# START OF Source text
One way to make your code shorter, but still easy to parse is to use code paragraphs. Line breaks are not free since they take up vertical space. Use line breaks to separate blocks of code that do a related thing. As in prose, one paragraph should roughly correspond to one idea. For instance, in the example code below, the first block does something related to a website page head, while the second block handles the body of the website page.
head <- collect_metadata(website)
head_string <- stringify(head)
body <- create_content(website)
body_string <- stringify(body)
A second way to make your code less long is to break down your code into functions.
In a main function, you can outsource tasks to other functions.
This way, a reader can see at a glance what the main function does, and then head to the other functions to read more details, as in the example below where create_content()
calls other functions to create a title, a page, and then create its output that combines the two.
create_content <- function(website) {
title <- create_title(website)
page <- create_page(website)
combine_elements(title = title, page = page)
}
In their book Learn AI-Assisted Python Programming, Leo Porter and Daniel Zingaro share the attributes of good functions: One clear task to perform, clearly defined behavior, short in number of lines of code, clear input and output, general value over specific use.
It is also helpful to know how to quickly navigate between functions in your IDE!
In RStudio IDE, you can use Ctrl+click
on the function name, or type its name in the search bar accessed with Ctrl+.
.
A third way to shorten your code is to use existing functions from base R or add-on packages.
For instance, to combine a list of default values with a list of custom values, you can use the modifyList()
function.
As with human languages, we learn more R words over time, by reading other people’s code and having them read our code..
This part of the training was a shorter version of the R-hub blog post Why comment your code as little (and as well) as possible.
Code comments are not a narrator’s voice-over of the code, they should be little alerts. The more comments there are, the more likely it is that the reader will skip them.
# END OF Source text
# START OF Data rows
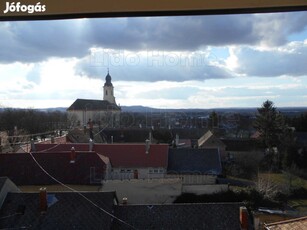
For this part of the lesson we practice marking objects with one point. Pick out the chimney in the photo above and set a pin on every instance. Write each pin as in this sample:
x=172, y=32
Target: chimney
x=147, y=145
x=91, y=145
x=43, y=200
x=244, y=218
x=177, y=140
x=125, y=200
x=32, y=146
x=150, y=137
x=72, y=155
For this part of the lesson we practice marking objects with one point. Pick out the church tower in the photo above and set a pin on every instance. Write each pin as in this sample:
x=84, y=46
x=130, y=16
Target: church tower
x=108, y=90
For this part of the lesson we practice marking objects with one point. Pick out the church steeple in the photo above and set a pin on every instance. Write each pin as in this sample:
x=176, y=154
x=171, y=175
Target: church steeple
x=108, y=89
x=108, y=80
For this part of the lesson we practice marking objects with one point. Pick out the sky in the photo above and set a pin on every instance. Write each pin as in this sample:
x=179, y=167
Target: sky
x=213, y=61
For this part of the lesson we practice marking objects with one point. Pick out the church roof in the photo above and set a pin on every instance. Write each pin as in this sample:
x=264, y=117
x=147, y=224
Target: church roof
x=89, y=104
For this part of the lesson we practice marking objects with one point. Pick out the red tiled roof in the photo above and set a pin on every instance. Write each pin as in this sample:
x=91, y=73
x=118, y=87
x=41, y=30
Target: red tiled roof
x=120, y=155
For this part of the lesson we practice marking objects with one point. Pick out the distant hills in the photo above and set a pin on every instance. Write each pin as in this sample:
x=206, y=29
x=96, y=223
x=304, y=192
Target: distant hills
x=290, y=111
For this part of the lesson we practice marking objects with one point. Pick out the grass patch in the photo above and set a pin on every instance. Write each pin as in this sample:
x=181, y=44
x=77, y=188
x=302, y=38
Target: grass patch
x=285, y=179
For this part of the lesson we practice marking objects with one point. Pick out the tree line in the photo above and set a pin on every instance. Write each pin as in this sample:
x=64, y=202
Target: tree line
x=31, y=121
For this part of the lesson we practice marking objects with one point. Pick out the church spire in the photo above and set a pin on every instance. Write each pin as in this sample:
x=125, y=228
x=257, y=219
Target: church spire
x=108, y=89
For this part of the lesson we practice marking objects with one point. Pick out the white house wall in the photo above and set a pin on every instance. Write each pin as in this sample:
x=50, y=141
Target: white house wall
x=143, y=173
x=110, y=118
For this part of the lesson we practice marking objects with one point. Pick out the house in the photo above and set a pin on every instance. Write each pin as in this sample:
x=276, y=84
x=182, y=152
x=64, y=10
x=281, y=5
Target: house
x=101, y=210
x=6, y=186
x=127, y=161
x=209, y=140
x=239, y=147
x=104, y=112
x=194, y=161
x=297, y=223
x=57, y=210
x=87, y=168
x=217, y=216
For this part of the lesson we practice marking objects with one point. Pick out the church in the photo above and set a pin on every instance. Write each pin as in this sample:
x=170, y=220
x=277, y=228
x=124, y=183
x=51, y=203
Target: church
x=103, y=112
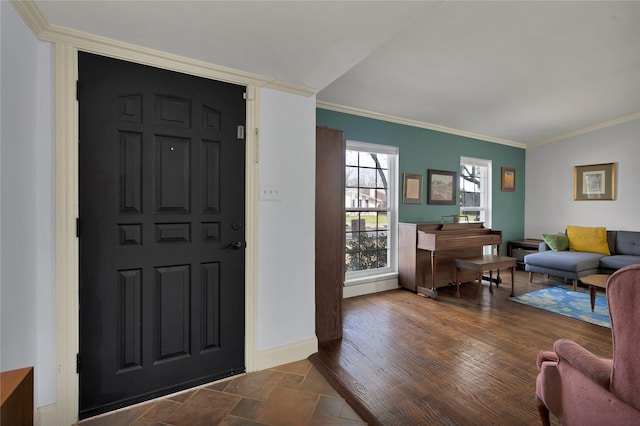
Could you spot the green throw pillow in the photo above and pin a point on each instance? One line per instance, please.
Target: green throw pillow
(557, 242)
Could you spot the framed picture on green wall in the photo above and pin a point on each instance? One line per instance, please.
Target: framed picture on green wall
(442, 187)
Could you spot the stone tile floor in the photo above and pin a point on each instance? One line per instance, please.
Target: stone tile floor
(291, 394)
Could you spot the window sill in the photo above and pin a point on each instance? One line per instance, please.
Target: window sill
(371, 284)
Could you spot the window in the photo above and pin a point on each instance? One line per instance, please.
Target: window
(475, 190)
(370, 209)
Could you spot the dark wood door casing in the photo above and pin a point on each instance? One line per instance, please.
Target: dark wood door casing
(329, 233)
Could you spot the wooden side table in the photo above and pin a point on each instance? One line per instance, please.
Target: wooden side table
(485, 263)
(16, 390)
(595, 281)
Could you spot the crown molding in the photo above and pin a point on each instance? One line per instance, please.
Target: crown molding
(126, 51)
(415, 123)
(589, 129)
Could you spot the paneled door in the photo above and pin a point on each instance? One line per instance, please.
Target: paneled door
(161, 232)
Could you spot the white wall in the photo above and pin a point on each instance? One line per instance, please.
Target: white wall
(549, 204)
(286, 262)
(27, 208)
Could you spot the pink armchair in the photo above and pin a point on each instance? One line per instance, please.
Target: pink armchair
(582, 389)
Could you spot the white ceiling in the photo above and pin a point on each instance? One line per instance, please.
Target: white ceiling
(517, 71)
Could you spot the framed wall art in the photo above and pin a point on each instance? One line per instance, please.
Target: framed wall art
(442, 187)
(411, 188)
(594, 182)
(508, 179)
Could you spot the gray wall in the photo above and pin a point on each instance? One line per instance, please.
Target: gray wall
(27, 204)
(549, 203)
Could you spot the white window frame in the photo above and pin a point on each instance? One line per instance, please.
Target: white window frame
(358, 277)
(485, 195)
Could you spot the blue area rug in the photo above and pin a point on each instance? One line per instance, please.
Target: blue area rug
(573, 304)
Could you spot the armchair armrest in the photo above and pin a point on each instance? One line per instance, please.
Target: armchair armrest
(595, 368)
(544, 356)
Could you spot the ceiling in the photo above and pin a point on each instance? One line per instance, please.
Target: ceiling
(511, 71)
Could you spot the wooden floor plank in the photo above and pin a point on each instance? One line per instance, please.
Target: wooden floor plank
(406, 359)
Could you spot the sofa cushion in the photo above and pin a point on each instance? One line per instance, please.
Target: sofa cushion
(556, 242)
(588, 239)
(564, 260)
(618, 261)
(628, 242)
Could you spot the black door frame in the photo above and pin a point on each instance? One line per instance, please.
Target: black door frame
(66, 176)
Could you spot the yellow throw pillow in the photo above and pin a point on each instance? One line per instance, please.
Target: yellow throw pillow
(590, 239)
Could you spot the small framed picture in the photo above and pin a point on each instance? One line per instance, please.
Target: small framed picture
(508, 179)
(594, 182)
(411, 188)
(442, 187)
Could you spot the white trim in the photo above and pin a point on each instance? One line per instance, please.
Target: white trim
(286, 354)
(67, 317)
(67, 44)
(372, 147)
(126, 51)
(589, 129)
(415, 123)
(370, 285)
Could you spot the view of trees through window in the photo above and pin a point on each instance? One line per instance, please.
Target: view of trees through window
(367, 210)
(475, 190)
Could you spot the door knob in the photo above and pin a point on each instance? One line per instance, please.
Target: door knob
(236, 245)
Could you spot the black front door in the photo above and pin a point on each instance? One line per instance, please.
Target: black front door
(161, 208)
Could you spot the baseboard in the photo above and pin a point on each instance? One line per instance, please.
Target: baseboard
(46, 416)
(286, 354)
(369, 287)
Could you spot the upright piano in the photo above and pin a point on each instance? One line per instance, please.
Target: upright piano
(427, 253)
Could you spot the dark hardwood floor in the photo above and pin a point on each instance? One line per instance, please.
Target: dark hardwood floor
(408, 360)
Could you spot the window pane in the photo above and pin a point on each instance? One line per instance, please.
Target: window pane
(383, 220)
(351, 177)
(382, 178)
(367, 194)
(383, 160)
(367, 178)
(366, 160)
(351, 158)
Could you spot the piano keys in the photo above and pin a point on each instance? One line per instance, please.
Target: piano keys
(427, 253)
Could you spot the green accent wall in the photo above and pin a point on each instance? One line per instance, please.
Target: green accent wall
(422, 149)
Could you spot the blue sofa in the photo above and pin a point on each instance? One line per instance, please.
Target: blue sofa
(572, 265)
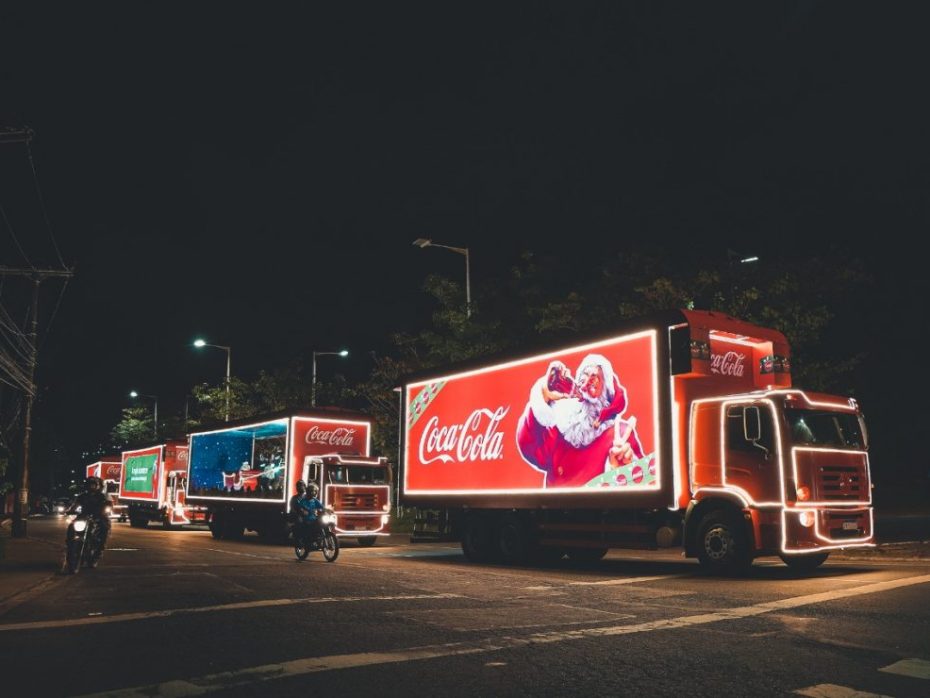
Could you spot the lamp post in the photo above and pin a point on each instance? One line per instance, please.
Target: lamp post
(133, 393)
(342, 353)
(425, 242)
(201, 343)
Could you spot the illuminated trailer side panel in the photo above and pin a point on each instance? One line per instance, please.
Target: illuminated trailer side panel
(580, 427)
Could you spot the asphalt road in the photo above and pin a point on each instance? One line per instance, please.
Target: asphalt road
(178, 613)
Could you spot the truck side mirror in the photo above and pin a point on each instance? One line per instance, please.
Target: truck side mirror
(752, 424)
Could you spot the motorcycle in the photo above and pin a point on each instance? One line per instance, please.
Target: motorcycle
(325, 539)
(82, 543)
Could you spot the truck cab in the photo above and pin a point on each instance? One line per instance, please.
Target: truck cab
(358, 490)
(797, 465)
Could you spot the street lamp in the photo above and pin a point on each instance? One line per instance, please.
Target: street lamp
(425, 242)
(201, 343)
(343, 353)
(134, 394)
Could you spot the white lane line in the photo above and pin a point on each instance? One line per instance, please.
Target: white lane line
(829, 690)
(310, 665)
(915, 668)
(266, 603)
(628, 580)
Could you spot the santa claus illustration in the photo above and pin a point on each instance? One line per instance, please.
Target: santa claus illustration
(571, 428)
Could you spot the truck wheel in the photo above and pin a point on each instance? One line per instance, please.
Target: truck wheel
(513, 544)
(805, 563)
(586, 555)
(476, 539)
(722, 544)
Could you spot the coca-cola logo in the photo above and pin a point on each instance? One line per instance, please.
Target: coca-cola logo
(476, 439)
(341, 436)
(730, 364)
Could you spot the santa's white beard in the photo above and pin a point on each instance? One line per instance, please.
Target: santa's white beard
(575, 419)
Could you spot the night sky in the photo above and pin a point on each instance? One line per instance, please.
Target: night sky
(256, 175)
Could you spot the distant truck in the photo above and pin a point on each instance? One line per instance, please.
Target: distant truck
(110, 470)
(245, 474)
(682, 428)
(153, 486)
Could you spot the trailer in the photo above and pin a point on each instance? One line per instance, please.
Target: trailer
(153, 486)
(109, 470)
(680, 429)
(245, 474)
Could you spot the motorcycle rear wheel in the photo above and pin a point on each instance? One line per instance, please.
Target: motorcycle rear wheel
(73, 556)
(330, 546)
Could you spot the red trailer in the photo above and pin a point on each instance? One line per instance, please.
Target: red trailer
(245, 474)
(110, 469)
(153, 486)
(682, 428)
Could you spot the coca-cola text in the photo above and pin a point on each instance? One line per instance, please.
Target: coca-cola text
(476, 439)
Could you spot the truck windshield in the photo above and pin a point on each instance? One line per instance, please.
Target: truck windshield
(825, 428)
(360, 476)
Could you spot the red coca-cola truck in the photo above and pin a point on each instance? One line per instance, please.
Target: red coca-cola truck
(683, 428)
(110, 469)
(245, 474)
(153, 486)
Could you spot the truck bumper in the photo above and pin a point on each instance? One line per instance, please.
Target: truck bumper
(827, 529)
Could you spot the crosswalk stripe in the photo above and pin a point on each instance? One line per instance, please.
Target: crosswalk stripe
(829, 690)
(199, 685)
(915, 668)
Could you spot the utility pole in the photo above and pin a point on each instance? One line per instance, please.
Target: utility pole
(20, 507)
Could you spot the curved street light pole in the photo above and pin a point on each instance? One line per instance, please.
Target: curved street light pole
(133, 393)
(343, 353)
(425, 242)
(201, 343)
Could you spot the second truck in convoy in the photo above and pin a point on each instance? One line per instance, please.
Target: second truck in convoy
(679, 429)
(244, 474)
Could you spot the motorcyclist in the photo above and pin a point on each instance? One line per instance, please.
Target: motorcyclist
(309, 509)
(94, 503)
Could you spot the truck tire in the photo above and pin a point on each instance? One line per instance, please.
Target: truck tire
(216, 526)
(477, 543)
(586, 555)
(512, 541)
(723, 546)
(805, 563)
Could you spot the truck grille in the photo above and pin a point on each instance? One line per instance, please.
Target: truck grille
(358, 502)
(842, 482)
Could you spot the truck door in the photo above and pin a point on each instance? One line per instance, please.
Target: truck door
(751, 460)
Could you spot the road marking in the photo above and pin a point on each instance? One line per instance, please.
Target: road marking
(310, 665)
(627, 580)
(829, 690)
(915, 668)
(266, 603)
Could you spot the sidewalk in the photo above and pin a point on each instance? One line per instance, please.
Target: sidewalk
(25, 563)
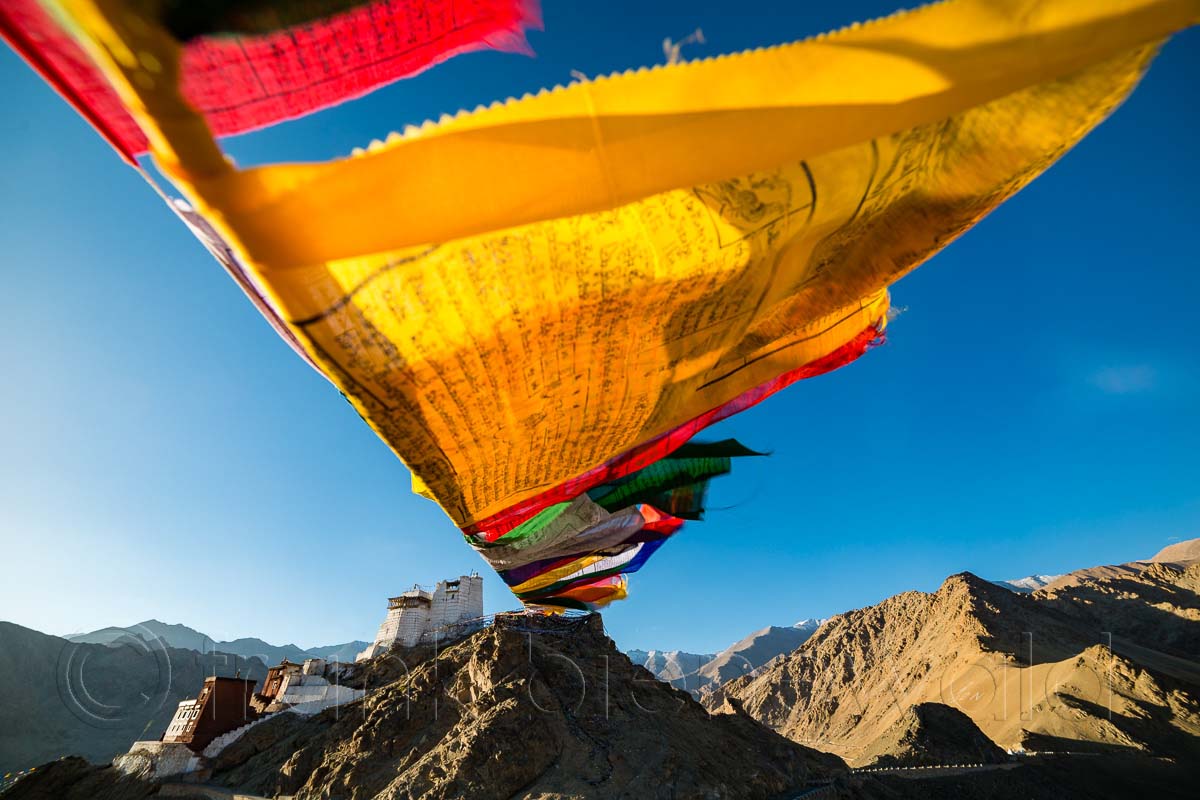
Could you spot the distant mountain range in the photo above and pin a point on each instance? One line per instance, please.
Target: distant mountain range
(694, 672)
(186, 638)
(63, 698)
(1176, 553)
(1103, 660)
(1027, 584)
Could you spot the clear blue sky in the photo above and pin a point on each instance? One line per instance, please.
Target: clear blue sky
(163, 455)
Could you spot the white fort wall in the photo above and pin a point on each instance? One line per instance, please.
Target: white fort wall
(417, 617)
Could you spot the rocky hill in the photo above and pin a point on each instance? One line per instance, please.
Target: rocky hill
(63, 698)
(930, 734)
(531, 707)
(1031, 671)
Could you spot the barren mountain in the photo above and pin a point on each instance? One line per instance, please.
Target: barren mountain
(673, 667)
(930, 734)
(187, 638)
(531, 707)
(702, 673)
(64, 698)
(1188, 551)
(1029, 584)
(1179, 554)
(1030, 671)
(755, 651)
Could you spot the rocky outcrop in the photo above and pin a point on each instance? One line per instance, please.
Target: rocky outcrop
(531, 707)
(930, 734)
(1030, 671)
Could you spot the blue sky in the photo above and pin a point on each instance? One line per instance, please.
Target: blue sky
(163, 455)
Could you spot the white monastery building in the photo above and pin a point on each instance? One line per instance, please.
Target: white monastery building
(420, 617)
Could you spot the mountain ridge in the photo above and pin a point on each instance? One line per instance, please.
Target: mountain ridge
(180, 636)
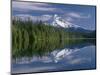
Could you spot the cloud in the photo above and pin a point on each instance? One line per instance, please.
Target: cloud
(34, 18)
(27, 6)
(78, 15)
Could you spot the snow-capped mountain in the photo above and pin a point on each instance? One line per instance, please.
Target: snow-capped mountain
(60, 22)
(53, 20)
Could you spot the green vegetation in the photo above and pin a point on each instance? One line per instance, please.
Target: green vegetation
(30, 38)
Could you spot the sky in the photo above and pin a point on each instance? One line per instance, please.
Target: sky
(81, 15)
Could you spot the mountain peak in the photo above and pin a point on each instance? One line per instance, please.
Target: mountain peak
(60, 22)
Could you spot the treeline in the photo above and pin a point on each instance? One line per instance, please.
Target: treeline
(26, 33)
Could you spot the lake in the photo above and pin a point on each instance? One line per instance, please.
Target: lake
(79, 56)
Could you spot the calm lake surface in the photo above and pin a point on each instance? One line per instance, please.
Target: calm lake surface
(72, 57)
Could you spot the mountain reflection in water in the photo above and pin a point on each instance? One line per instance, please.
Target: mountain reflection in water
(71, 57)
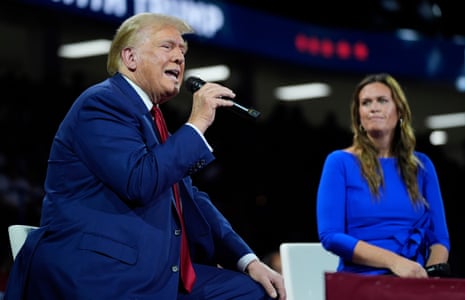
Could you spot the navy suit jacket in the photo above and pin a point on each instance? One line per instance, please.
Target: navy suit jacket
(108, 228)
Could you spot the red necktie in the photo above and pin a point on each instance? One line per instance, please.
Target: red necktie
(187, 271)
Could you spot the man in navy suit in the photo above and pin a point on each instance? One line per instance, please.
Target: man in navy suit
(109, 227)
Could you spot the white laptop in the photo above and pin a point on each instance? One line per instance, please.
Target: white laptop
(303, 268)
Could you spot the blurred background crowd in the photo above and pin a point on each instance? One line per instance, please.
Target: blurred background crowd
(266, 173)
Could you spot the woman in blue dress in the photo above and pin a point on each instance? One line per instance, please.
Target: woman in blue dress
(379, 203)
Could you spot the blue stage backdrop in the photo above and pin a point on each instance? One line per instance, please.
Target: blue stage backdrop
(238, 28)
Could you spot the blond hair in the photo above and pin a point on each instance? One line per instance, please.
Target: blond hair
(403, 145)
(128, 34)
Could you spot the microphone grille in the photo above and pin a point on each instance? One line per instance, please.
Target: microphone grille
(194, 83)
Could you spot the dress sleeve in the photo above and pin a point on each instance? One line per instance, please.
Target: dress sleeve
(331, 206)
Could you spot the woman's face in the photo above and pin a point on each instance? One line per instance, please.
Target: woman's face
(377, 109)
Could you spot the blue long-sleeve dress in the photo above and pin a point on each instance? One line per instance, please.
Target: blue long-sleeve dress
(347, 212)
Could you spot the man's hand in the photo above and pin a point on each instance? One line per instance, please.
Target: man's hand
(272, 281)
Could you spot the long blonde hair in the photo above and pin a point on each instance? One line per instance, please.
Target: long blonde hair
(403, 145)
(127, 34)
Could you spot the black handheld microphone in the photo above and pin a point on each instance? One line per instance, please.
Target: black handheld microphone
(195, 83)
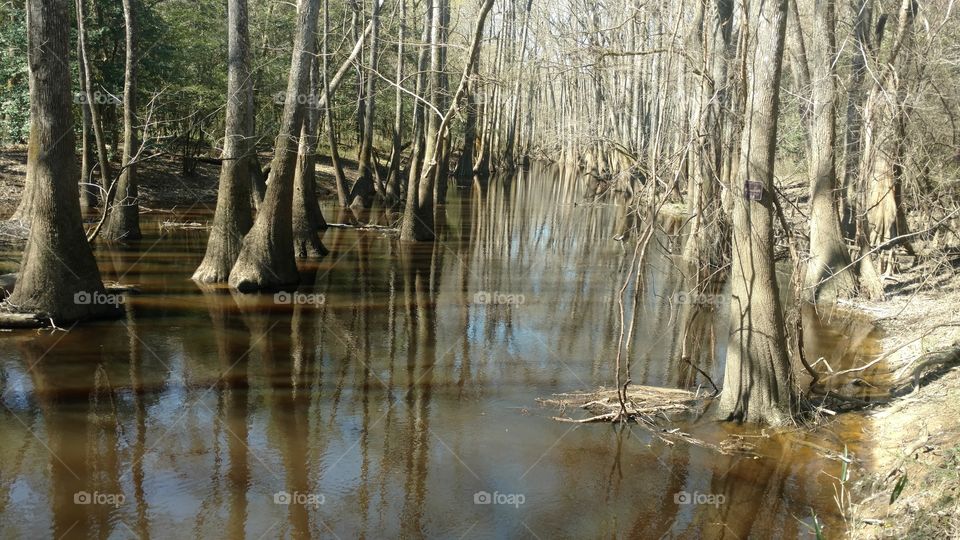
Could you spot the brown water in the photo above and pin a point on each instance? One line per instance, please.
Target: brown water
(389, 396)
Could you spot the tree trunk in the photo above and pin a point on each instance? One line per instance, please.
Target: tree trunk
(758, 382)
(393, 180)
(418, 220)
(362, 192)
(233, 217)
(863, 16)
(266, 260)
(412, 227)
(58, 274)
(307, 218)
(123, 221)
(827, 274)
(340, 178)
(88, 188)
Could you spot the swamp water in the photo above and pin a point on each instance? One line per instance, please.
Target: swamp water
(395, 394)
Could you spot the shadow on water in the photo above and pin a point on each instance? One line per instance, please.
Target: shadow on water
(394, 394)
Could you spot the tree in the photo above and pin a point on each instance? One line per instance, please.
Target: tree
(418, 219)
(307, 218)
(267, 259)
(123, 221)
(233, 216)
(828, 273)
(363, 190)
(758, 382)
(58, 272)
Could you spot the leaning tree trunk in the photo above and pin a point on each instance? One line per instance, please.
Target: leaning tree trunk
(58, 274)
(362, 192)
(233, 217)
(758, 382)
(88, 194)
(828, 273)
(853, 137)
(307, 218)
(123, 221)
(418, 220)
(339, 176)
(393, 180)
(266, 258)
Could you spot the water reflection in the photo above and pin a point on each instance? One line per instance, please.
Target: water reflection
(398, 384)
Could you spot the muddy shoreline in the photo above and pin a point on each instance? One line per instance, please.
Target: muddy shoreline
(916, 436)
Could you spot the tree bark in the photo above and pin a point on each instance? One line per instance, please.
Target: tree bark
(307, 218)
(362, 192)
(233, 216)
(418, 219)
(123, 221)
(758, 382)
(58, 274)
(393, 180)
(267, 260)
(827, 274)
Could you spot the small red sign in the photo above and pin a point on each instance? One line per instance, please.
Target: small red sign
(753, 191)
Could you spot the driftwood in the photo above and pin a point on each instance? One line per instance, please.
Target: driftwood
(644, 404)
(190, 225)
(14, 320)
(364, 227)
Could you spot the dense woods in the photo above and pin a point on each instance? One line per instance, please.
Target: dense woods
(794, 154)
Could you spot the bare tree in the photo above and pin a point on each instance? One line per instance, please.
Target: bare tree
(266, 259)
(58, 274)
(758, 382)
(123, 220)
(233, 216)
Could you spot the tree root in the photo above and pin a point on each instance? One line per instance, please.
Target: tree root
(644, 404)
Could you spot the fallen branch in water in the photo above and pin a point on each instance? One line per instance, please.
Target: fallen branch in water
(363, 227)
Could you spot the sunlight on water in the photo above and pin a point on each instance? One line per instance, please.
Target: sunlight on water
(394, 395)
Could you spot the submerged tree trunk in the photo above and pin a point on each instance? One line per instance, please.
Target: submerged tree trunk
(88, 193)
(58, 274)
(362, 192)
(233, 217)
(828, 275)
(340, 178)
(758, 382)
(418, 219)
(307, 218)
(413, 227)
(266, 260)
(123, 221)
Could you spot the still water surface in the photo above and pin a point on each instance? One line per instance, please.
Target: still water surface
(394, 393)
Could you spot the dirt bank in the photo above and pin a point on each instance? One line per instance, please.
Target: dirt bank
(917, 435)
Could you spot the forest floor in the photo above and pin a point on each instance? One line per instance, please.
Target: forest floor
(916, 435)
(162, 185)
# END OF Data rows
§ **Given exercise**:
In the text on shortening code, rewrite the part that opens with the words containing "calls other functions" and closes with "page <- create_page(website)", substituting "site" for "website".

§ **The answer**:
calls other functions to create a title, a page, and then create its output that combines the two.
create_content <- function(site) {
title <- create_title(site)
page <- create_page(site)